What the task asks →
Reproduce every line of the records from the line with "[Batch spec] Target class: crocodile nostril." to the line with "[[0, 68, 1280, 720]]", both included, requests too, and return only those lines. Multiply each bounding-box pixel coordinate in the answers by 0.55 and round to whole numbers, with halves going up, leaving the numbers in the requests and their format samples unchanged.

--- START OF Records for this task ---

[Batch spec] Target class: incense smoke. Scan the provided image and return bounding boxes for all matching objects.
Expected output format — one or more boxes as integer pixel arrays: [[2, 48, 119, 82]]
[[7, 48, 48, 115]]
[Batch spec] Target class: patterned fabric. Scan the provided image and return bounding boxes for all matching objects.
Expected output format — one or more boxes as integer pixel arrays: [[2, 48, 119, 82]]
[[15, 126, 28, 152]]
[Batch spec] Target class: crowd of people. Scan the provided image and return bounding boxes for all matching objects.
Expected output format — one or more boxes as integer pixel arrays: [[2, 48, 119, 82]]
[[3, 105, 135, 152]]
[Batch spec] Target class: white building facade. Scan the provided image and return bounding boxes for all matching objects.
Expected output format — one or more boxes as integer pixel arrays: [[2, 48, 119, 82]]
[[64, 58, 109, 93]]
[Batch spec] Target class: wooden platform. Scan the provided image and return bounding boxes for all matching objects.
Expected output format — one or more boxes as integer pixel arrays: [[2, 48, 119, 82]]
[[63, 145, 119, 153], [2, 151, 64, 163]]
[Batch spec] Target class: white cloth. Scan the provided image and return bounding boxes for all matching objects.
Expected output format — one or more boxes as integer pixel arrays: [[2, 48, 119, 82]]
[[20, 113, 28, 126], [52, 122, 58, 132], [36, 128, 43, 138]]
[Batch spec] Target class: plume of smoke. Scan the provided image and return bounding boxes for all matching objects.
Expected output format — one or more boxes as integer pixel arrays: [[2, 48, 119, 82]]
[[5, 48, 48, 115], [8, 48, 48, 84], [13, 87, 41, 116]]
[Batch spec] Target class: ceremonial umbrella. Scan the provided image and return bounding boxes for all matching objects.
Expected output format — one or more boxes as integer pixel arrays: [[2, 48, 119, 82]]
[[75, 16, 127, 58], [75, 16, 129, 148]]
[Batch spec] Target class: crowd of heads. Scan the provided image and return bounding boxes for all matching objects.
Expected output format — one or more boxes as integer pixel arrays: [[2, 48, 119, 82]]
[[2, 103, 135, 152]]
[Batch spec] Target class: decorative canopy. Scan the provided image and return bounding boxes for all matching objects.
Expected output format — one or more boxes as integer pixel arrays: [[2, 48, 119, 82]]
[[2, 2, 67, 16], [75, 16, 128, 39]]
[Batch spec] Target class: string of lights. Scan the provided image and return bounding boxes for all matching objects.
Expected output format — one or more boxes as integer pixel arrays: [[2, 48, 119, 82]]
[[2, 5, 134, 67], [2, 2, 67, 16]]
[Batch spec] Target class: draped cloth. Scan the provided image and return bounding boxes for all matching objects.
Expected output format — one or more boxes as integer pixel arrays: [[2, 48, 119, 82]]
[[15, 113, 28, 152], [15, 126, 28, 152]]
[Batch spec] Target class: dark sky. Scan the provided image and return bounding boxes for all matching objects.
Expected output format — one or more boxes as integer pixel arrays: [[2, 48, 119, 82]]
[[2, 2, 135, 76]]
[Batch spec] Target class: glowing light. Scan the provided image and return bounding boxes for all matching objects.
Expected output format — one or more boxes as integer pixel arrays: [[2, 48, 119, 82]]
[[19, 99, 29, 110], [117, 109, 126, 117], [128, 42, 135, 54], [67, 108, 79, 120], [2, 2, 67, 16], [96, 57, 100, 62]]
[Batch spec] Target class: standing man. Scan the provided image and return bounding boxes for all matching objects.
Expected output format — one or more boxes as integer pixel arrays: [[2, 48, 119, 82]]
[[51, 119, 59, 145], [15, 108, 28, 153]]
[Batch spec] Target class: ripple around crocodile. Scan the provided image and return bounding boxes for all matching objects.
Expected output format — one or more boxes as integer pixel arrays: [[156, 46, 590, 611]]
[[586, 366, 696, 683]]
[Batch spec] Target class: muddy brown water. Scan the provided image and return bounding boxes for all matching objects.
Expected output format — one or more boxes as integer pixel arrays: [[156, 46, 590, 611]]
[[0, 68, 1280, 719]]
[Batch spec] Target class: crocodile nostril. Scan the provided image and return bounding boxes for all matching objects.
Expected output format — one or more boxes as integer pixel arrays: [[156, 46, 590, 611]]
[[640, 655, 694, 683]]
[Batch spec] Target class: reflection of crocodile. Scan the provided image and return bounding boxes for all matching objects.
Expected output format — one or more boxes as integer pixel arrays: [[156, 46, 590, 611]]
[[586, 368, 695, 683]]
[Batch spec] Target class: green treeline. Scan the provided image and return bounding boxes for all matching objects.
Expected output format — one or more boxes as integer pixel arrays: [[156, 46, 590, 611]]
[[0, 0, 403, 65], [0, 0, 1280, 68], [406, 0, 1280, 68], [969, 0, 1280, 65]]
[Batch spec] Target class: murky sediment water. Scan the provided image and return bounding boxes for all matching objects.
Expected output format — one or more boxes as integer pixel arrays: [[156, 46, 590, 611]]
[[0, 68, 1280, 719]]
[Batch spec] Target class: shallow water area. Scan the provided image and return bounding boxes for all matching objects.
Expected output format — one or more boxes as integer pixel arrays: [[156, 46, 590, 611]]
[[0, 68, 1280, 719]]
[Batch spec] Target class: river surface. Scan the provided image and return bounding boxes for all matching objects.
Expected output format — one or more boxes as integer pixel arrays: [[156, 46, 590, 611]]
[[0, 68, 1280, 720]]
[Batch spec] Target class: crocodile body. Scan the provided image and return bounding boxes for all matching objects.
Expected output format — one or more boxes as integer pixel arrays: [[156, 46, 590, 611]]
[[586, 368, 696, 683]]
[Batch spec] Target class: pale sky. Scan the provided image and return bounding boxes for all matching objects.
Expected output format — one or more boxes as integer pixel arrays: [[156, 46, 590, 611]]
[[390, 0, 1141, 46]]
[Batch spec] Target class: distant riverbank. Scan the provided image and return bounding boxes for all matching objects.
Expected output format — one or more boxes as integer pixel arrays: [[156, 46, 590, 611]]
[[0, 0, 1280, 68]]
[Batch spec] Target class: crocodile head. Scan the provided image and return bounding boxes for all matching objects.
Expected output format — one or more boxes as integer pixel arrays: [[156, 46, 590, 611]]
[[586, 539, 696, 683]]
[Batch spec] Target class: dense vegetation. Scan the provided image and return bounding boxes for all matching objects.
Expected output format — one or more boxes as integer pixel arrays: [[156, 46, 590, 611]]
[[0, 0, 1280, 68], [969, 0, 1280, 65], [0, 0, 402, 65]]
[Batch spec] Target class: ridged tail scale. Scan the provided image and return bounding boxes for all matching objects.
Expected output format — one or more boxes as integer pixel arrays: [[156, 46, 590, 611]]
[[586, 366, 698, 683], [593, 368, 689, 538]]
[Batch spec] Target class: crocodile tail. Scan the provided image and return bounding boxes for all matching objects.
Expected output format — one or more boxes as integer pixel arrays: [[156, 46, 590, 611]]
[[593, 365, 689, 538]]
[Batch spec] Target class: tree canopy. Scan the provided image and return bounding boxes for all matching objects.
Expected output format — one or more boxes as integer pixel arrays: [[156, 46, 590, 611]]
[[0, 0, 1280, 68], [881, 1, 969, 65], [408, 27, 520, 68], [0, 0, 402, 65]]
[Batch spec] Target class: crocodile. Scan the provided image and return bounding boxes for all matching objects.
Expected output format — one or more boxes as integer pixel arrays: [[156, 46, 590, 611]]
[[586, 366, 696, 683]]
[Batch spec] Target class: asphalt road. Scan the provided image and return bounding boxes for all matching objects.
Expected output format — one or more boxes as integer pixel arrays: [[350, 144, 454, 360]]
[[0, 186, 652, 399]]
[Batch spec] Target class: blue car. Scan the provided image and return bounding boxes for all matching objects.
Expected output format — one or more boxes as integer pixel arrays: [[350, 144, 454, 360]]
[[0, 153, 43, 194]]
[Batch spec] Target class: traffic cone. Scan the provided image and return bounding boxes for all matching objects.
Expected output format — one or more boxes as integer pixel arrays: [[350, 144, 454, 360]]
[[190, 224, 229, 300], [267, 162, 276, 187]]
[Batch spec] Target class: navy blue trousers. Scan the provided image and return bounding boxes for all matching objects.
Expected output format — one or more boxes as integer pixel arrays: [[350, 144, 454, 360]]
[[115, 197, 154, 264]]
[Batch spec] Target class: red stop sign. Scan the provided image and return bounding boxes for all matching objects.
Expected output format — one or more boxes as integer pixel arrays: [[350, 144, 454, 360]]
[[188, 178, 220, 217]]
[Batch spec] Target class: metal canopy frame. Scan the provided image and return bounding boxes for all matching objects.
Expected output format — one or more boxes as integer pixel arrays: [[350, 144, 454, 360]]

--- END OF Records for this task ---

Worked answer →
[Batch spec] Target class: crocodile nostril. Scan the provided image and return bounding boxes for all matching objects.
Expected output format — one or more boxes as integer pixel arrays: [[156, 46, 590, 611]]
[[352, 360, 382, 376]]
[Batch spec] Target class: reflection of crocodile. Scan the provided image and return bounding boxes for all matching objects.
Expected output format — one or more boxes as integer pixel arrays: [[156, 46, 590, 611]]
[[322, 202, 382, 376]]
[Batch spec] Target class: green treeline. Scan the provided image and return bounding boxes for all matching objects.
Expected output format — one or more boxes as integer pixel arrays: [[156, 46, 590, 611]]
[[0, 0, 222, 36], [0, 0, 704, 37], [223, 0, 704, 37], [533, 0, 704, 36]]
[Batch spec] Target class: murky sediment water. Scan the provided image and return bounding boxes for all matching objects.
Expected output format — one or more boxes as integer pixel arrays: [[156, 46, 590, 611]]
[[0, 37, 704, 395]]
[Batch spec] Target class: shallow water area. Scan the provided image and return bounding boxes for all matching objects.
Expected output format — one or more boxes as integer pixel arrays: [[156, 46, 590, 611]]
[[0, 37, 704, 395]]
[Batch spec] Target class: river surface. Scan the provided image and return bounding boxes for all matching objects.
Expected output format — one or more boxes as integer pixel arrays: [[156, 46, 590, 611]]
[[0, 37, 704, 396]]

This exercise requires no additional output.